::: Material supplied :::

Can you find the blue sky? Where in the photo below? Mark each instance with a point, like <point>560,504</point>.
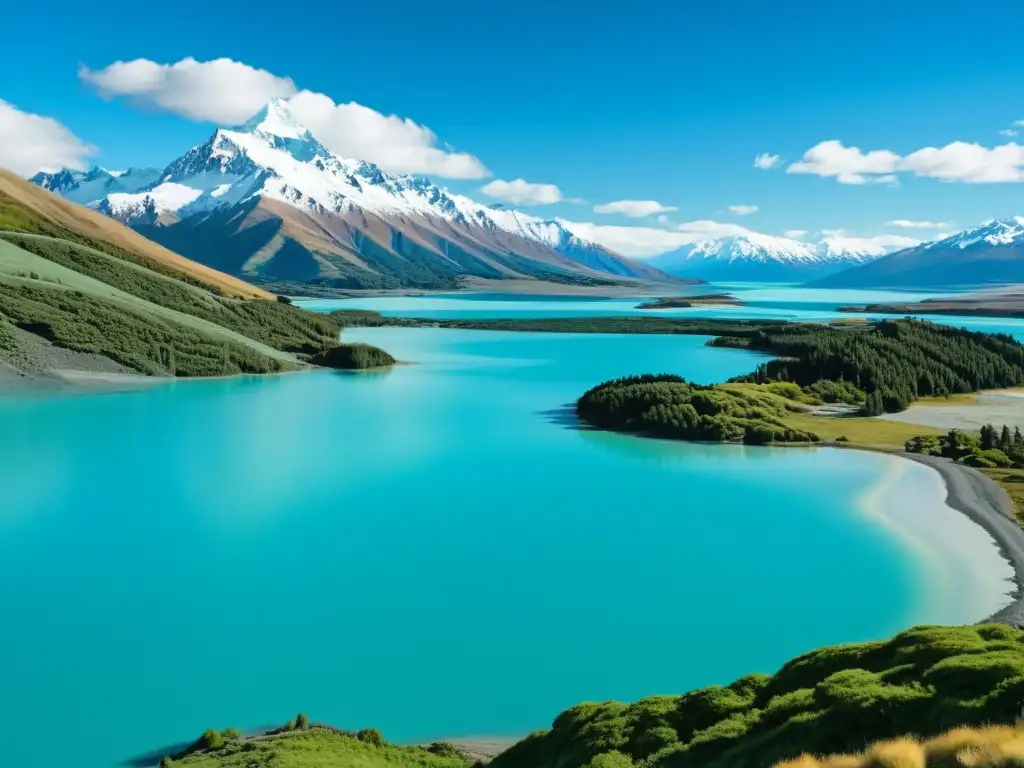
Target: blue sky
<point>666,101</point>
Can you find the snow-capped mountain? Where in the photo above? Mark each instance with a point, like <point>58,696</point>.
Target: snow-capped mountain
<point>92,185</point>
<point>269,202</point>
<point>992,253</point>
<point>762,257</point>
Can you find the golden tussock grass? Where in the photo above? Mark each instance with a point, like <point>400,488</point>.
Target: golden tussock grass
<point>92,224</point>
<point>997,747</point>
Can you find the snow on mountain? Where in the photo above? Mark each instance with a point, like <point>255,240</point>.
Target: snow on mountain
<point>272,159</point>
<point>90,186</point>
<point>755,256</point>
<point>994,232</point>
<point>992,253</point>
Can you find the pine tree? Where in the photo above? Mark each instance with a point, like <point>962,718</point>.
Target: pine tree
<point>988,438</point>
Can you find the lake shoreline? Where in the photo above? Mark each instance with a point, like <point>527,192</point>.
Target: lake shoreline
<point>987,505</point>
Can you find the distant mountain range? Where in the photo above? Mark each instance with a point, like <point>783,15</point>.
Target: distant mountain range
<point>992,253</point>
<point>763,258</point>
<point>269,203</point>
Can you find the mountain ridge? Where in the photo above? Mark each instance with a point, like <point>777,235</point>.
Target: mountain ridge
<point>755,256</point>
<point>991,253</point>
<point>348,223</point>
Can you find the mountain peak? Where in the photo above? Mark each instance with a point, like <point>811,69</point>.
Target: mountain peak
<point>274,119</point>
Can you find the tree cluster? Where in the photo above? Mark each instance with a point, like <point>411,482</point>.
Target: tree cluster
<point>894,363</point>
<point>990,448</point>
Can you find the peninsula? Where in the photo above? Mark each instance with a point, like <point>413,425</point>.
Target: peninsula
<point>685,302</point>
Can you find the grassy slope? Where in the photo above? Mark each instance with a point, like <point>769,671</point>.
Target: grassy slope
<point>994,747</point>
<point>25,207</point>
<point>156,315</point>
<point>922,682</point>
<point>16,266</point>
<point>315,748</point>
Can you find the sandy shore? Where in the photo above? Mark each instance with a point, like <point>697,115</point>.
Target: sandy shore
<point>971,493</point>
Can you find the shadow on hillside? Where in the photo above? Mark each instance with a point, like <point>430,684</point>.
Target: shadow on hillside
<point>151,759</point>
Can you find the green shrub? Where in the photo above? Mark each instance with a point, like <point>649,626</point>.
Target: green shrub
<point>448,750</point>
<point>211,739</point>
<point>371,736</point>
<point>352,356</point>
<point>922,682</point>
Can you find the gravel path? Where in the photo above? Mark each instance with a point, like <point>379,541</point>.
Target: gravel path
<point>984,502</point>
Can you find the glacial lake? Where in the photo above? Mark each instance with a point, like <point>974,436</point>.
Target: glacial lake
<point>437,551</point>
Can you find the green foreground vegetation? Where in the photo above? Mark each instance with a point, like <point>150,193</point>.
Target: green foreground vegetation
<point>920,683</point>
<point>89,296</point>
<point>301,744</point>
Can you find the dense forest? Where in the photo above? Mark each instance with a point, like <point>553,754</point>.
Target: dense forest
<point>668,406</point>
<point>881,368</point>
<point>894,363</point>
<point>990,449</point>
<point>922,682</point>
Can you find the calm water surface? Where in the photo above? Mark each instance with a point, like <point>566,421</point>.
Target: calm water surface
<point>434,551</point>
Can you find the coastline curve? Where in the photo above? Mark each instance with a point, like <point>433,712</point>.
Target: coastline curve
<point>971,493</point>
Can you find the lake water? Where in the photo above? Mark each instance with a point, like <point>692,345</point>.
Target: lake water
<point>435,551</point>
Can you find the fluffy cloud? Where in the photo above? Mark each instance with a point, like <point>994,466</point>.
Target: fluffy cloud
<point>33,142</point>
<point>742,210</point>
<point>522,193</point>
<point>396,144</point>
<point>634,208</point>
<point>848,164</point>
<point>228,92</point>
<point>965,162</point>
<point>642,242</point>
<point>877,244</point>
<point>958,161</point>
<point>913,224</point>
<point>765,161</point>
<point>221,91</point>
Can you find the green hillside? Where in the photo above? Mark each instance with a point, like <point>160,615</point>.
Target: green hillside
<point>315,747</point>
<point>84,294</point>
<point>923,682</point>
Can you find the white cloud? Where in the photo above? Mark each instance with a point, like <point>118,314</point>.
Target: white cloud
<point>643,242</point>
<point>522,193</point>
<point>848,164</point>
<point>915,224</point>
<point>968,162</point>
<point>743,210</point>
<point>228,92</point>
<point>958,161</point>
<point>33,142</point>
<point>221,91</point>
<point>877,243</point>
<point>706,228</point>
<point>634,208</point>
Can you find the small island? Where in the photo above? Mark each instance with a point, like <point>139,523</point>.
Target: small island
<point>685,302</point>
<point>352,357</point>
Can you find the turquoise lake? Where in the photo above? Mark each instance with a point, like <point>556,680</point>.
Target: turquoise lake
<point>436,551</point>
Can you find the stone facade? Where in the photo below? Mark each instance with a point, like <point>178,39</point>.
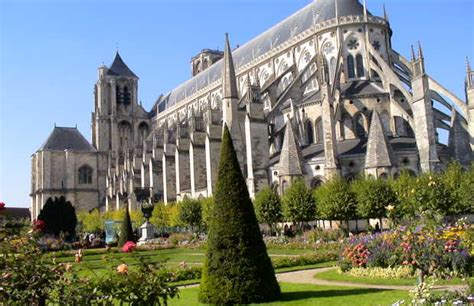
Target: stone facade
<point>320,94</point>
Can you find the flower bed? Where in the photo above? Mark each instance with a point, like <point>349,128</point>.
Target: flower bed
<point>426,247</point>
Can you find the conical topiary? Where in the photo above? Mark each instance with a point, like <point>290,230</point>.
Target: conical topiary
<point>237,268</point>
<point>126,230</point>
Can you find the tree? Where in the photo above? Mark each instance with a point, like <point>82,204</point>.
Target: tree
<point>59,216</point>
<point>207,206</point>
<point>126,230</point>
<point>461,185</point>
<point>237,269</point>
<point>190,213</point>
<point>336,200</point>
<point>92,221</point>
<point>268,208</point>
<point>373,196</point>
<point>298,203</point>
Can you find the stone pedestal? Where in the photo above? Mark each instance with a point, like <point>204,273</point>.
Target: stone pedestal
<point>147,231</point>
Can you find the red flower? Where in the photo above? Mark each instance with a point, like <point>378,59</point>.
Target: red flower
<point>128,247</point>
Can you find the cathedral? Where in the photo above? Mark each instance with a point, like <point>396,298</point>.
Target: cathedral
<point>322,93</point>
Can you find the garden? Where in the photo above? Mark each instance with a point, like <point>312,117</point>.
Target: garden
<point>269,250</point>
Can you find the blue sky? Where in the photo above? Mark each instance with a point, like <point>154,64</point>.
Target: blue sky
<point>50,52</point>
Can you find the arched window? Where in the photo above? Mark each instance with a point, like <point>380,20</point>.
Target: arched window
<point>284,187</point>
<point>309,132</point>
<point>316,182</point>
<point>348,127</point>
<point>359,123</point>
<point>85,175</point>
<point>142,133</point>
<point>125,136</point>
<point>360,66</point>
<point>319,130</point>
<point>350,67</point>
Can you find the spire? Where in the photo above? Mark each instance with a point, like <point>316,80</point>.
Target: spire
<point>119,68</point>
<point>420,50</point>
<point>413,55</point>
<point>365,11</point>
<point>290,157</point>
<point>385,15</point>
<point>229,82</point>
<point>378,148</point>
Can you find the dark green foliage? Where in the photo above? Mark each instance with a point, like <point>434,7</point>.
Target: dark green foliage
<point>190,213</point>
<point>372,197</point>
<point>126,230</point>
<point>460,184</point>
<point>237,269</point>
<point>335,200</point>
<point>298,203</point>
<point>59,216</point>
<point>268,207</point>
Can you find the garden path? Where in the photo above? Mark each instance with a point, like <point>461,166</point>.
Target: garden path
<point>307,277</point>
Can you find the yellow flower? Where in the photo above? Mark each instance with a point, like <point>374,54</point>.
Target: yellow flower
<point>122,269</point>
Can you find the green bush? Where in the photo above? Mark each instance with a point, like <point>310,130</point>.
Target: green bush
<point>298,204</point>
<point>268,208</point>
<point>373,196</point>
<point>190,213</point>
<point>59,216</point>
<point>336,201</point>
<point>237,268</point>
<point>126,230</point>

:::
::: Material supplied :::

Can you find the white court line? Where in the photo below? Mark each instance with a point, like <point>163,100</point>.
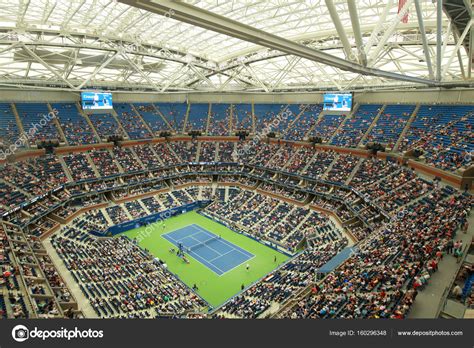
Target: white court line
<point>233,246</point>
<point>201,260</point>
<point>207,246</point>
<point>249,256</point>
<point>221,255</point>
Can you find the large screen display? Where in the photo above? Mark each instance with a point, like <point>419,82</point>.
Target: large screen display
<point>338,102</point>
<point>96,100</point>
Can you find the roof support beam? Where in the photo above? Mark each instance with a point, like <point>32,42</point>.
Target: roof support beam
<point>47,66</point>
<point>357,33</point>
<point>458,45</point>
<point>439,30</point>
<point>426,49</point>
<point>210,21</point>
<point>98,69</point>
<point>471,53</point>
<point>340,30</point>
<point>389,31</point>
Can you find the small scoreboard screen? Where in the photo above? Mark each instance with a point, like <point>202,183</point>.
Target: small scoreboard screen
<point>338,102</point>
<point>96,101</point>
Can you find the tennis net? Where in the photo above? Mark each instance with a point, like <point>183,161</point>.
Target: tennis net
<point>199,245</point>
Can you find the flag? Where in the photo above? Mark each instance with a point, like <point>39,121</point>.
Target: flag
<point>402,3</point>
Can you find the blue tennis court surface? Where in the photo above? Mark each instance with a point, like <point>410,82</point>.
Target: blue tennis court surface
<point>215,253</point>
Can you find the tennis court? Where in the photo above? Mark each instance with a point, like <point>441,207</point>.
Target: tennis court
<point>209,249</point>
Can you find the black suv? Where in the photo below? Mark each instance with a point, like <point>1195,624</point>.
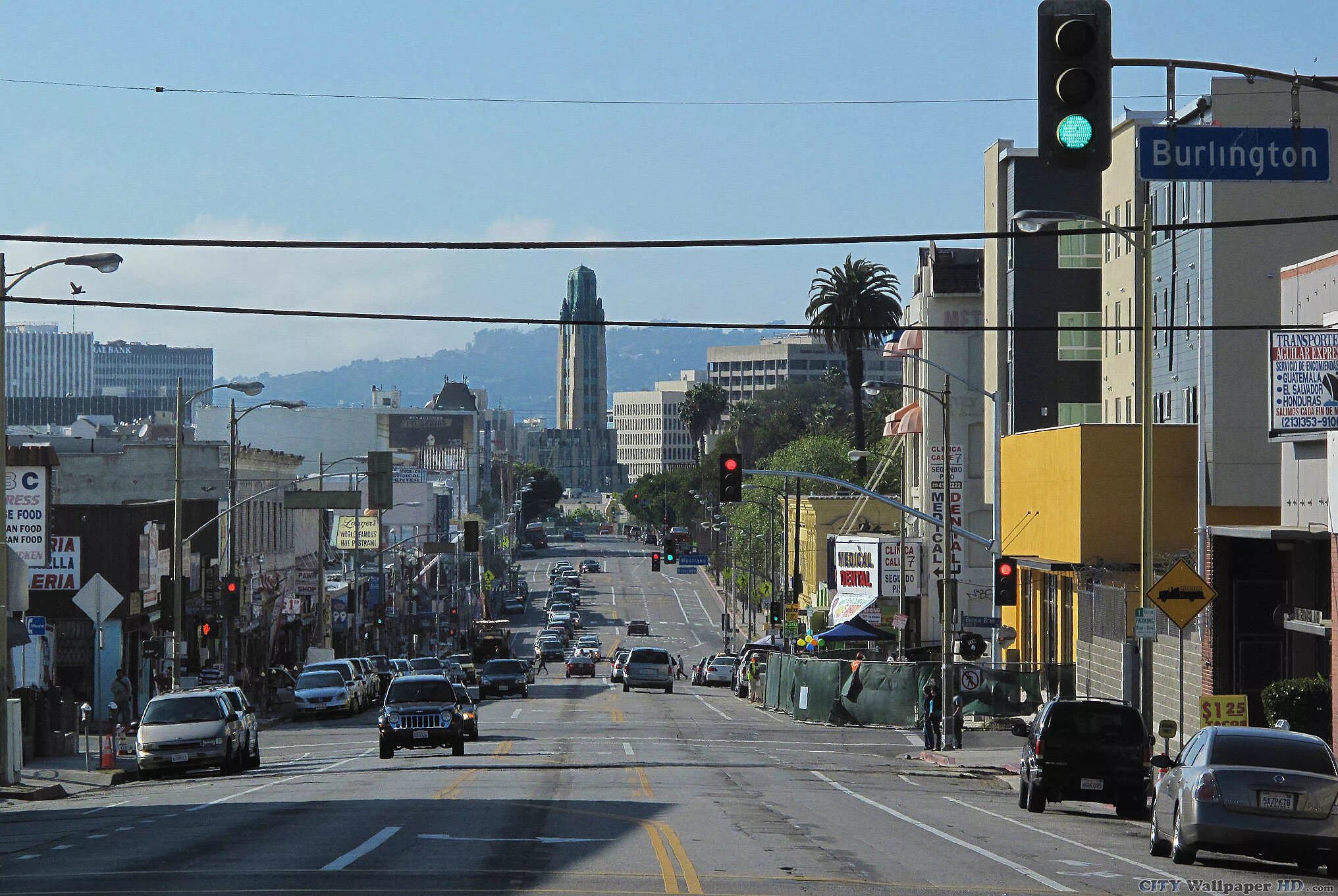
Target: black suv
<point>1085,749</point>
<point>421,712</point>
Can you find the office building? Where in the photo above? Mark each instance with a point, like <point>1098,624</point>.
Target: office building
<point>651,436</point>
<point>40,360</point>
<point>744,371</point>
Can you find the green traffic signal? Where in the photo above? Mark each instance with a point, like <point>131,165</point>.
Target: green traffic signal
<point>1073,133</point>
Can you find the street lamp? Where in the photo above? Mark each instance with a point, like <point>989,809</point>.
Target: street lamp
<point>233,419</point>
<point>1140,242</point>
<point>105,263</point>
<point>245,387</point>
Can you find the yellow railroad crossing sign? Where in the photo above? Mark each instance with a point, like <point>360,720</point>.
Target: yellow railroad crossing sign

:::
::: Material supplied :::

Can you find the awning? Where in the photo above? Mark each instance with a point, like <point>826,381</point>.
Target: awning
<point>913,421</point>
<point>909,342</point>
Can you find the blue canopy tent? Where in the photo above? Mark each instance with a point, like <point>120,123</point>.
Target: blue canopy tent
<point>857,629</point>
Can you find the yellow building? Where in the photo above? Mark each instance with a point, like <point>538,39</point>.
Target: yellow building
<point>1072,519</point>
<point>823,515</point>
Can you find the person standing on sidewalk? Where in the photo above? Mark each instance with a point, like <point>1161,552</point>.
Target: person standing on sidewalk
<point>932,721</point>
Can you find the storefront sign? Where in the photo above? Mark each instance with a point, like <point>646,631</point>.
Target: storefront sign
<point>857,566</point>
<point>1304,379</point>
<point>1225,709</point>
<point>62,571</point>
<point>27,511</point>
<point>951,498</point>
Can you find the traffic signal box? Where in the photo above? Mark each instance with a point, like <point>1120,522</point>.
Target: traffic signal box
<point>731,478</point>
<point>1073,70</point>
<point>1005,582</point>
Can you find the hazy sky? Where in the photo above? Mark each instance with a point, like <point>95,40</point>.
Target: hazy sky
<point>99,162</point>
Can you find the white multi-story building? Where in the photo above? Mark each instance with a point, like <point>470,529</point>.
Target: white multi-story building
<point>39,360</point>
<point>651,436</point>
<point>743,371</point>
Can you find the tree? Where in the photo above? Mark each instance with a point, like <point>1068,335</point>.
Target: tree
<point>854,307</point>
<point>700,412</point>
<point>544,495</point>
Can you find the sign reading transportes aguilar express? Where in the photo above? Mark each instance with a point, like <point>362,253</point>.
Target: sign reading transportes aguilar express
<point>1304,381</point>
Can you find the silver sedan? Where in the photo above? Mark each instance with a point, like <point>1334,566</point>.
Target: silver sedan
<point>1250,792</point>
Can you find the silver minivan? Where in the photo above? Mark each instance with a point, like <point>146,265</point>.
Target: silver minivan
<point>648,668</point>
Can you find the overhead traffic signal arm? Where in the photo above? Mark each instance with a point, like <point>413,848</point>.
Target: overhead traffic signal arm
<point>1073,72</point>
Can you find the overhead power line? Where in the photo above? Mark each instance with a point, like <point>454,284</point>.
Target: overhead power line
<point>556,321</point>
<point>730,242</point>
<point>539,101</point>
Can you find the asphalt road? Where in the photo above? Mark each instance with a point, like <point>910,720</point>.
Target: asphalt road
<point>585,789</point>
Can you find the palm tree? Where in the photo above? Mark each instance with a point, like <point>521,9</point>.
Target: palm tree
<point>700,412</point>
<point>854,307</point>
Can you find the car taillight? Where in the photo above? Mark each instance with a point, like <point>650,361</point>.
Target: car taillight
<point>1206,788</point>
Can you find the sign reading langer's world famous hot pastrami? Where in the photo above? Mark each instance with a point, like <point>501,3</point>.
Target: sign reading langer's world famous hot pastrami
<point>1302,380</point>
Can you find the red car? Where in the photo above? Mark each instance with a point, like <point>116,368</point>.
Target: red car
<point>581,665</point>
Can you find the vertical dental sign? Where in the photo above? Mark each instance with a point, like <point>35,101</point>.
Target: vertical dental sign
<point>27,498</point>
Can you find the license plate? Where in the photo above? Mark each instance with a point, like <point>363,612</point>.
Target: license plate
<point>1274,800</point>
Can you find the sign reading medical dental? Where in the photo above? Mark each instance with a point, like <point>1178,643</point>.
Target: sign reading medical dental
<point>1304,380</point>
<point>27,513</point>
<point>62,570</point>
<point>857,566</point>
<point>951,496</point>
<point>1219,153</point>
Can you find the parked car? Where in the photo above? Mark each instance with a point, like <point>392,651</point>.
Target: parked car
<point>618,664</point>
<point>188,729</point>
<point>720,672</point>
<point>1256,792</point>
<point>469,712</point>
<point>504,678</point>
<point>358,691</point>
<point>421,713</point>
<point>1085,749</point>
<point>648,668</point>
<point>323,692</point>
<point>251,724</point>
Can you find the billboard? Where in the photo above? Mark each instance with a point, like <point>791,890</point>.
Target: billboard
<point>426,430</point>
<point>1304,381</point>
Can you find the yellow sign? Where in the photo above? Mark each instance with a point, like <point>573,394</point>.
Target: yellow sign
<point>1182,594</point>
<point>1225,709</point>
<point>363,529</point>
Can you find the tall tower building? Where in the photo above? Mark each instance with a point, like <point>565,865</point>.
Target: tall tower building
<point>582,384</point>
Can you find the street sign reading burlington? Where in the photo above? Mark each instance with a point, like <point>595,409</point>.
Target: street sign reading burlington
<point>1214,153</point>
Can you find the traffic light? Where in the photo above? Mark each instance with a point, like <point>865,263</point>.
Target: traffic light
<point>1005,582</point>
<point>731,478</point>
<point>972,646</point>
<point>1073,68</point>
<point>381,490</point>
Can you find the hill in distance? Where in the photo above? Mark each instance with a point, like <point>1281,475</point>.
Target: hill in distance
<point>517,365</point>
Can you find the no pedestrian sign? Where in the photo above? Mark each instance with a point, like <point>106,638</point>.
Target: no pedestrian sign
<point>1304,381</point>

:::

The request.
Can you retype, character for character, everything in the data above from the line containing "Can you find the storefront" down to the line containing "<point>951,498</point>", with both of those lines included?

Response.
Can you find the storefront sign? Where in the photo above? Mark each instance with a point, like <point>646,631</point>.
Target: storefront sign
<point>857,566</point>
<point>1304,379</point>
<point>1225,709</point>
<point>62,571</point>
<point>27,511</point>
<point>951,498</point>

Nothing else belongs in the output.